(RECORDS PROVIDED begins)

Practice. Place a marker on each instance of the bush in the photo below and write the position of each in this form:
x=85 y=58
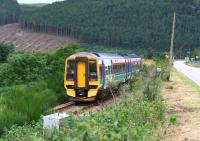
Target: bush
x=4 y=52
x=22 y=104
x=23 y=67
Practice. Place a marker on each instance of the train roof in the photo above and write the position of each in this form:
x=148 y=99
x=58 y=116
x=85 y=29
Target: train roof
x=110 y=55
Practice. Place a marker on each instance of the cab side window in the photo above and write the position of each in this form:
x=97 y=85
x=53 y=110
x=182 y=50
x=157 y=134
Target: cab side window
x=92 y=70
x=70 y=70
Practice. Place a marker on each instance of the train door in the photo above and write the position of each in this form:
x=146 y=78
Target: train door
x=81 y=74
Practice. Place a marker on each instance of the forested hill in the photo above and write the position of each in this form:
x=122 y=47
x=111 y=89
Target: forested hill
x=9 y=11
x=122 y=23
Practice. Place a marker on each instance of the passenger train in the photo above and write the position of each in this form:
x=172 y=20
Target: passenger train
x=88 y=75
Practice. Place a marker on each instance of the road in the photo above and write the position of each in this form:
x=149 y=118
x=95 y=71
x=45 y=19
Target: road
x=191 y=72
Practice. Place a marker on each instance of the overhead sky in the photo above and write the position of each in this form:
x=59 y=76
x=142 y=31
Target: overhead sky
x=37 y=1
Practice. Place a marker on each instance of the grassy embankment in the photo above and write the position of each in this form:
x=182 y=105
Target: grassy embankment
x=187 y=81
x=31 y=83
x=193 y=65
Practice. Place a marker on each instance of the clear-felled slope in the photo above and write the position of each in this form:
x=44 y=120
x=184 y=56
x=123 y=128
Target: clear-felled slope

(RECORDS PROVIDED ends)
(RECORDS PROVIDED begins)

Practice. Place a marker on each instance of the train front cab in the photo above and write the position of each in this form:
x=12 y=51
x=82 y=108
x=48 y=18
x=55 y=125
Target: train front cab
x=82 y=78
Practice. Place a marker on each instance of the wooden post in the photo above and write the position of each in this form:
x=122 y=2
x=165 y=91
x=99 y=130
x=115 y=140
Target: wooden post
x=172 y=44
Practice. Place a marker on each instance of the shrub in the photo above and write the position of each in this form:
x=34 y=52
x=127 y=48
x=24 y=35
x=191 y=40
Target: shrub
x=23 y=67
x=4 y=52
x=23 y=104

(RECORDS PROVIDED ends)

● **EXERCISE OBJECTIVE**
Start with the line above that contains "Practice. Place a marker on each instance of the road" and stop after the line that contains "Target: clear-felled slope". Output those lines exactly, and only those.

● **TASK RESULT**
Practice. Place a marker on each instance of the road in the photo above and write the position of each in this form:
x=149 y=118
x=95 y=71
x=45 y=19
Target: road
x=191 y=72
Practice. Place a marker on each instance of the overhead sky in the photo above and write the position of each in this form:
x=59 y=76
x=142 y=31
Target: overhead sky
x=37 y=1
Practice. Place a marker on each instance of the grassy embankment in the photo above and write the position of each in this form:
x=182 y=105
Target: grassy embankment
x=187 y=81
x=31 y=83
x=193 y=65
Practice. Place a marker on each instance of the clear-felled slope in the photo above and write the position of each in this form:
x=44 y=120
x=184 y=56
x=123 y=128
Target: clear-felled slope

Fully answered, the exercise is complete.